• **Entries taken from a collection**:
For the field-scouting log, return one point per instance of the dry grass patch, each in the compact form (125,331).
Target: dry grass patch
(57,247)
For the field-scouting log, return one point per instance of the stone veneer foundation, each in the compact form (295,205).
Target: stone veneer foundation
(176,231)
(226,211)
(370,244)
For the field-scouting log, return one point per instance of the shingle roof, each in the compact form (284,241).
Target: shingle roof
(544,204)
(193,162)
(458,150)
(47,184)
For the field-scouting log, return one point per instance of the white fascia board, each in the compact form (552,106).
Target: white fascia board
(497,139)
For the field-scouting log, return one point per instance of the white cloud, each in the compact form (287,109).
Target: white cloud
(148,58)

• **Exercise goal**: Copy out every entry again, exactly as it was given.

• **Solution**:
For the field-scouting log, return one point per instance of the dry grass patch, each in the compact form (125,331).
Target: dry grass patch
(57,247)
For the field-scouting log, return one point per instance of the stone veneer foundation, each in the compact form (295,205).
Target: stone veneer foundation
(176,231)
(226,211)
(370,244)
For the field-scouting log, return one point per instance of the shingle roof, each in the compact form (284,241).
Target: shingle roof
(544,204)
(193,162)
(458,150)
(47,184)
For the field-scouting log, return one point per instance of the white fascia board, each in the compact form (552,106).
Target: white fascia board
(497,139)
For the field-scouting log, return one point per instance of the white cloud, each in the compact form (287,109).
Target: white cloud
(148,58)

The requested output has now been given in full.